### Exercise instructions
1) In the Vancouver housing thread, how far below June 2011 did the number of June sales fall?
2) Do these statements agree with the Vancouver housing thread? For each, answer yes or no and quote the deciding words. (a) The opening says prices in the market have dropped sharply. (b) One reply calls buying now really risky. (c) The linked article's headline is about condo sales in Toronto.

Prices in the country’s most-expensive real estate market remain stable, but activity has dropped sharply.

The number of sales in June, normally one of the busiest months of the year for home deals, dropped more than 17 per cent from May and 27.6 per cent below June, 2011, the Real Estate Board of Greater Vancouver said Wednesday."_

Has the correction begun? Wasn't someone on here just recently wanting to trade in their BC apt for a condo?


----------



## Square Root

Pretty high probability that the correction is starting. Buying now would be really risky.


----------



## NotMe

One month does not a trend make, no?


----------



## dogcom

If you own your own house already and don't have a lot of debt then I wouldn't worry about it. I think it is to risky to sell ones own home in hopes of lower prices down the road.

If you don't own and would like to buy then I would wait because it does seem like we should get a correction here making for a good entry point.


----------



## phrenk

Wait until the new CHMC regulations come into effect later this month, then the correction will pick up steam.


----------



## the-royal-mail

Buyers beware. Seems things are not so strong in Toronto, either.

http://www.theglobeandmail.com/repo...-toronto-condo-sales-plunging/article4391684/

*"Cautious buyers send Toronto condo sales plunging"*


----------



## Four Pillars

Is Royal the new Belguy?


----------



## Young&Ambitious

It's about time


----------



## Sampson

Four Pillars said:


> Is Royal the new Belguy?


Hehee. I was thinking and was going to post the exact same thing.

### Stored records
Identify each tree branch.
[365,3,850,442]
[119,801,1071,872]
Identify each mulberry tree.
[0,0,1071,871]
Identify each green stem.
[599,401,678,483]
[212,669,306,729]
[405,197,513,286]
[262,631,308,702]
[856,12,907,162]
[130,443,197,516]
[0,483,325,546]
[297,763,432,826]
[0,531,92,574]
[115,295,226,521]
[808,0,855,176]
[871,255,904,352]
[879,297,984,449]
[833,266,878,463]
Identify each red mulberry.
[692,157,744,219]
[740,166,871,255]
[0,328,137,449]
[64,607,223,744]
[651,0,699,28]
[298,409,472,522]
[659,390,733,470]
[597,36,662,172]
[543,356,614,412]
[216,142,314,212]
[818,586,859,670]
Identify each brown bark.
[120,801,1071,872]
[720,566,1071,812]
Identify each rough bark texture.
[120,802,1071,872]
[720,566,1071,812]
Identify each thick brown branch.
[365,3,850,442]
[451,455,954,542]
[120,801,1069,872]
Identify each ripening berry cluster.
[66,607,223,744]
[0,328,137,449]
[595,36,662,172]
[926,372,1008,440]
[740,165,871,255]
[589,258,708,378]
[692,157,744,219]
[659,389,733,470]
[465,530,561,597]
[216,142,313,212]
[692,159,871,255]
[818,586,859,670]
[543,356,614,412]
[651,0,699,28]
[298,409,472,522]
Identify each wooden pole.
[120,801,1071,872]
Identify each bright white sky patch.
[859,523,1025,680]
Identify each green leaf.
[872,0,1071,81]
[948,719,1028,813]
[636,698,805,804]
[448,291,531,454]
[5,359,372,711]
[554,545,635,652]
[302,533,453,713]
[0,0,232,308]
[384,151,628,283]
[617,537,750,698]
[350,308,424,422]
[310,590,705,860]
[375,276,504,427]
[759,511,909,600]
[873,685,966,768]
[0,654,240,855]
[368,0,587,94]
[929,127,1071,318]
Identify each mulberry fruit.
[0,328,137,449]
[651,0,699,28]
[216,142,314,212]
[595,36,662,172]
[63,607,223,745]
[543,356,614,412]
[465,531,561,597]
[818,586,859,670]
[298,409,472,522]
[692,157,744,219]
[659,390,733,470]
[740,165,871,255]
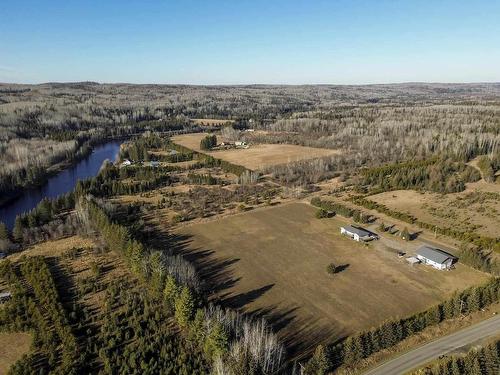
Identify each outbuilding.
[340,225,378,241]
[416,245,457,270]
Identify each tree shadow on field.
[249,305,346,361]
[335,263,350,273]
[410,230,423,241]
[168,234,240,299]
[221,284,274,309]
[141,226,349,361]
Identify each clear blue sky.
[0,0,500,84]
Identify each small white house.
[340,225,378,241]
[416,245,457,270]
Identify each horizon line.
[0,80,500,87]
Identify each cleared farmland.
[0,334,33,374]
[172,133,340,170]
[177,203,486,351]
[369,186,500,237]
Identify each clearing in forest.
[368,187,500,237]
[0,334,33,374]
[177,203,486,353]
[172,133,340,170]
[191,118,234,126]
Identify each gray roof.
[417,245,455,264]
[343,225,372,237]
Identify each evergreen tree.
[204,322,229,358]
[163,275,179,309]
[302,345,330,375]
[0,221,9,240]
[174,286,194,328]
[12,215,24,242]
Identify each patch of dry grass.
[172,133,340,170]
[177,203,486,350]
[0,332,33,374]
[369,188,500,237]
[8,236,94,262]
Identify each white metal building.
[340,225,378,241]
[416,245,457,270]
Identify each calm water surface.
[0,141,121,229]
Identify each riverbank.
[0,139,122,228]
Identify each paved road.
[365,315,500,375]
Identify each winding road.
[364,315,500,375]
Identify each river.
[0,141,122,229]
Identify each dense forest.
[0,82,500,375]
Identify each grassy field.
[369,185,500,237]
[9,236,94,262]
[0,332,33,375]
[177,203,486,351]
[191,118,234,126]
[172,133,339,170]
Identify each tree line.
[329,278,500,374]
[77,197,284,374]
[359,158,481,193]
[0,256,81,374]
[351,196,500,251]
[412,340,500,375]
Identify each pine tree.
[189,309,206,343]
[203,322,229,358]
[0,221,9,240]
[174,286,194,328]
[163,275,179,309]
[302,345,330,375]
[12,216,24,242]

...

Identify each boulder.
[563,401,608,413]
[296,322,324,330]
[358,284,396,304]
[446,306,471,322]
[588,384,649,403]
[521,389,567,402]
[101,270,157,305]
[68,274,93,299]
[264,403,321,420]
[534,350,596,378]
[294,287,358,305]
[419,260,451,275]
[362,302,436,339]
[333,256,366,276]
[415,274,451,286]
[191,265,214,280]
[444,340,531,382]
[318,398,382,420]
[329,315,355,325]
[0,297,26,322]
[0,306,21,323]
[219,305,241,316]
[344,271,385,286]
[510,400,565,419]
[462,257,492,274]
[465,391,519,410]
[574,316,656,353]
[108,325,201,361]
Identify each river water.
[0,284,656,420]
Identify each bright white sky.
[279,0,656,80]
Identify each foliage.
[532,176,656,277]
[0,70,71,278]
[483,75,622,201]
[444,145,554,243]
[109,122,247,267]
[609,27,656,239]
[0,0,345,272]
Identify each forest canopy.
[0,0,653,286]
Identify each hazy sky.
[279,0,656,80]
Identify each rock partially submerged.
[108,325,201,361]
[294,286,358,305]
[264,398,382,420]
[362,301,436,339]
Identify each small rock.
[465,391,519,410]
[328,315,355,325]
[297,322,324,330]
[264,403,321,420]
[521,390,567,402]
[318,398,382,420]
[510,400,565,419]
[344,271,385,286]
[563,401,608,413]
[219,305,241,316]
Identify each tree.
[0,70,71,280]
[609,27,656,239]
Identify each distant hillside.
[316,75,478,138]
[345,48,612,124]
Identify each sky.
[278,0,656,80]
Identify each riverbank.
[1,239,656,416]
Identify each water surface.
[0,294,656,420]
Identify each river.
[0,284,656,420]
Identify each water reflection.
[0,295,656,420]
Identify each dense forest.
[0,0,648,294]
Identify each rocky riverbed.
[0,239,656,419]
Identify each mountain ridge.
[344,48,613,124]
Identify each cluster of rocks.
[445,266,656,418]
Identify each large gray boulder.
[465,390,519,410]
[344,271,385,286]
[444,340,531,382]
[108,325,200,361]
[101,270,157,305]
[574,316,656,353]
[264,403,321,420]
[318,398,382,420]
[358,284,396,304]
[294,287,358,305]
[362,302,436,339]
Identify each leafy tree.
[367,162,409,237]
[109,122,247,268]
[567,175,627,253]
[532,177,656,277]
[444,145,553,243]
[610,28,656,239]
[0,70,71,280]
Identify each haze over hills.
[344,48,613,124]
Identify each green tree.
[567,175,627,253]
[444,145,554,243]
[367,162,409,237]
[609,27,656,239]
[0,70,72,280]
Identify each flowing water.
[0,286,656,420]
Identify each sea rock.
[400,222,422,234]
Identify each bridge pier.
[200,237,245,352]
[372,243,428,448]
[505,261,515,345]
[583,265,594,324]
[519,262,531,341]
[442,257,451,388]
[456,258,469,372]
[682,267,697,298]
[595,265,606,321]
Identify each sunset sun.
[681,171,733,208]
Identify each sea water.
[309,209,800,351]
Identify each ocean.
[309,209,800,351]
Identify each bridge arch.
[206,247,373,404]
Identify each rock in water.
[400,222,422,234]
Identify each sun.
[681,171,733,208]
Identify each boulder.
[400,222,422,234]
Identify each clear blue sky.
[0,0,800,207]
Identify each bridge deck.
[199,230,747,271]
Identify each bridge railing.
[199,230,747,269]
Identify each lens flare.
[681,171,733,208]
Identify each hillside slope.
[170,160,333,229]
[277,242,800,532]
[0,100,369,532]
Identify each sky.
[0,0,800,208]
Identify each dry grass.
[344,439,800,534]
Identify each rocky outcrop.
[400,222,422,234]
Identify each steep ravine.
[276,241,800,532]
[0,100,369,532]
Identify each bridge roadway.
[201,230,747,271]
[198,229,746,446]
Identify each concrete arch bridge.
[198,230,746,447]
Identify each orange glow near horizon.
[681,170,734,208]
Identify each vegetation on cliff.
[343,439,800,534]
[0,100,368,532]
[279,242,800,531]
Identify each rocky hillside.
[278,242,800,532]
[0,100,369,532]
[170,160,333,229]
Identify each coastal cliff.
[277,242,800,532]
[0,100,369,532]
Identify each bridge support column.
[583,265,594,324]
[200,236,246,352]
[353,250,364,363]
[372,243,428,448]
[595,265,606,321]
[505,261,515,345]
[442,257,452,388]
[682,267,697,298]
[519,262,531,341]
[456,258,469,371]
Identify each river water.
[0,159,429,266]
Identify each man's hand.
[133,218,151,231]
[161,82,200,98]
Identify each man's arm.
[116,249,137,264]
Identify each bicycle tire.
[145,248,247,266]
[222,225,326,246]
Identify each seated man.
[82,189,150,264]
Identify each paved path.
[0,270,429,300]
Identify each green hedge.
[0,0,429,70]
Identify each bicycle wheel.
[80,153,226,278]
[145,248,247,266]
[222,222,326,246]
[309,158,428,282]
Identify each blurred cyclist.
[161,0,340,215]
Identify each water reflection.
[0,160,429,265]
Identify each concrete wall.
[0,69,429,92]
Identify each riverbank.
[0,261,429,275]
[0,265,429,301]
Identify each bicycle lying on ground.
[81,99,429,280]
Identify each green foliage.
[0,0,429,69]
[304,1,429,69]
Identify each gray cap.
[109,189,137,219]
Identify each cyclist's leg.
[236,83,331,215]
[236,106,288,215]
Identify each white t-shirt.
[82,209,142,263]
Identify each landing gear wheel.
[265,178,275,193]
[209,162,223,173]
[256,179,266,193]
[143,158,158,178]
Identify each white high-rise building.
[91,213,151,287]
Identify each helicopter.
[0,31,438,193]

* * *

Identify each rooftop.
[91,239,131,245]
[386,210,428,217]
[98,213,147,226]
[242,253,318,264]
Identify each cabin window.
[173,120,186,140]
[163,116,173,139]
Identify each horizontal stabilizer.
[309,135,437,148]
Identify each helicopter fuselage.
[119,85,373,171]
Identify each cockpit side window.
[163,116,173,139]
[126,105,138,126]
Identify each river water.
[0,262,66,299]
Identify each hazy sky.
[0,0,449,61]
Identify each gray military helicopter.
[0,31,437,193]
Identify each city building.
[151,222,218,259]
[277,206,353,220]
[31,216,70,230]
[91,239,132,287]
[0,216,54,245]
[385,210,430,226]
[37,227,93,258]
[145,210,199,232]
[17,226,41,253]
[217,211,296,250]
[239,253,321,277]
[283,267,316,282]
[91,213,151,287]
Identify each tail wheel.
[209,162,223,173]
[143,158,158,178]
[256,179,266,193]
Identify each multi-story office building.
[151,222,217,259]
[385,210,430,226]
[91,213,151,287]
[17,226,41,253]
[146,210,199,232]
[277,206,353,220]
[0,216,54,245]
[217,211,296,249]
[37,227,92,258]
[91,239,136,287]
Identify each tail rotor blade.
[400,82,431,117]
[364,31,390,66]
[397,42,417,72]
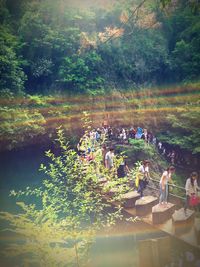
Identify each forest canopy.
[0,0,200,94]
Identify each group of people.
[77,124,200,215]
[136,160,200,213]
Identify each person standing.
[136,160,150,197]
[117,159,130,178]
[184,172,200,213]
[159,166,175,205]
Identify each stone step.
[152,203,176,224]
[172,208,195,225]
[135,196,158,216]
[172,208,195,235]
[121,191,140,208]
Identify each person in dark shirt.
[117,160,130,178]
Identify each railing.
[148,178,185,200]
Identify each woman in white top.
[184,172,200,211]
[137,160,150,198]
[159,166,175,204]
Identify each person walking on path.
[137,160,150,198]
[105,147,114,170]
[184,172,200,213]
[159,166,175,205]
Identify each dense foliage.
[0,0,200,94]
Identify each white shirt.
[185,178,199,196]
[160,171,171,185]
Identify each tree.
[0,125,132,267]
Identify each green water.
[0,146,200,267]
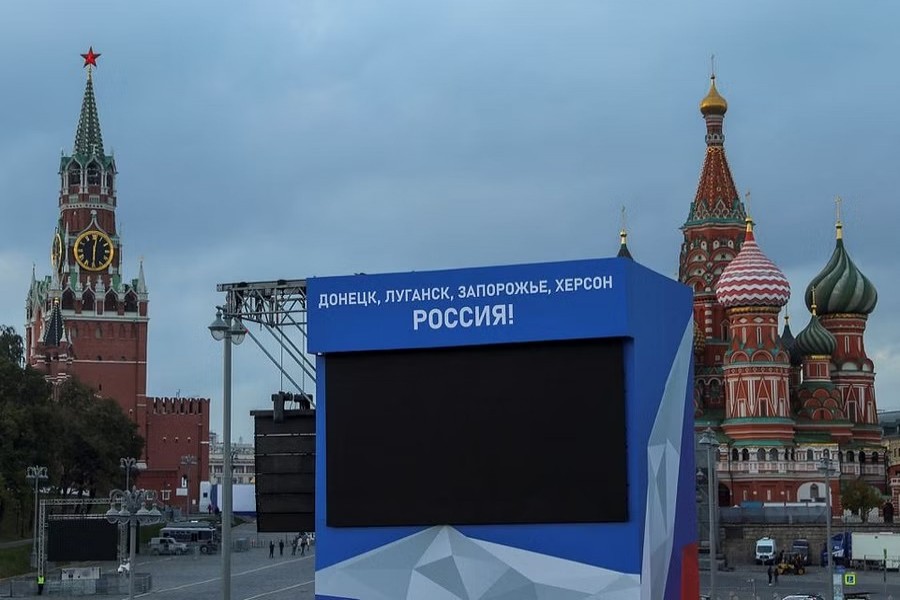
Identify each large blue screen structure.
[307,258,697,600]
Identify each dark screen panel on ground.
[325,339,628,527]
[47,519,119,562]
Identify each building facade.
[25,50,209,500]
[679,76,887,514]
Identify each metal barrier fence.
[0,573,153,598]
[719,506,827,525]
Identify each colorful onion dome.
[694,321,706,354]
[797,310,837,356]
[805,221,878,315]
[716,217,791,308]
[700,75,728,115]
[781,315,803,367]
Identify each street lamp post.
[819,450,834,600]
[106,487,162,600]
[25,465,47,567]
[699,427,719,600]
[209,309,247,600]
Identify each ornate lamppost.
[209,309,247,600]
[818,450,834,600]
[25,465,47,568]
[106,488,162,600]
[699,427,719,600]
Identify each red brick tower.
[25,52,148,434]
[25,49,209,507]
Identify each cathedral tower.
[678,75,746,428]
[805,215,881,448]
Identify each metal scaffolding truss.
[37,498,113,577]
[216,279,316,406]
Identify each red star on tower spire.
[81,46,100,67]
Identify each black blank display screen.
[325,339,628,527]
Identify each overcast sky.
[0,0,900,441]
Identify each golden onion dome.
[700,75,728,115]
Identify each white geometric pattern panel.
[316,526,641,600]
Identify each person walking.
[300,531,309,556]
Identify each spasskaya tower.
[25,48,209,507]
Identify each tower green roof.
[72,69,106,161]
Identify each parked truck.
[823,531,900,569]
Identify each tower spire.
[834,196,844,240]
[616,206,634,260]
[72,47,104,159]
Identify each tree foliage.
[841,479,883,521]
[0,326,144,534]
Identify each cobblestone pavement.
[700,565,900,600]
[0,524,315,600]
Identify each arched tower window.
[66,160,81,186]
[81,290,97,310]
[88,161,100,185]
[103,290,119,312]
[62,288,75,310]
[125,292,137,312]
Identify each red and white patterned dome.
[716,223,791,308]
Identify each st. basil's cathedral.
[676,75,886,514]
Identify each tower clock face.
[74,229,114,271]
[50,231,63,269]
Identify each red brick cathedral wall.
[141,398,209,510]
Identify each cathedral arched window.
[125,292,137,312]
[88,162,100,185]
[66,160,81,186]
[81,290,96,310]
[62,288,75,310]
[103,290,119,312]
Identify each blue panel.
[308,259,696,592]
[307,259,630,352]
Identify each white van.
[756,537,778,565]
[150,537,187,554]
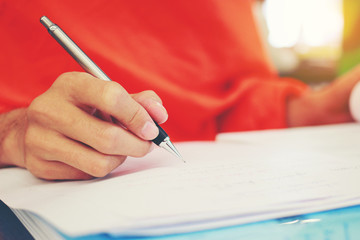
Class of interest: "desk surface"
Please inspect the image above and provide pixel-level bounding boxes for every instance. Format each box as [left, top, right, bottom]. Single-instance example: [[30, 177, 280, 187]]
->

### Solved tasks
1) 27.6 per cent

2)
(a) No: "Prices in the country’s most-expensive real estate market remain stable, but activity has dropped sharply."
(b) Yes: "Buying now would be really risky."
(c) Yes: "Cautious buyers send Toronto condo sales plunging"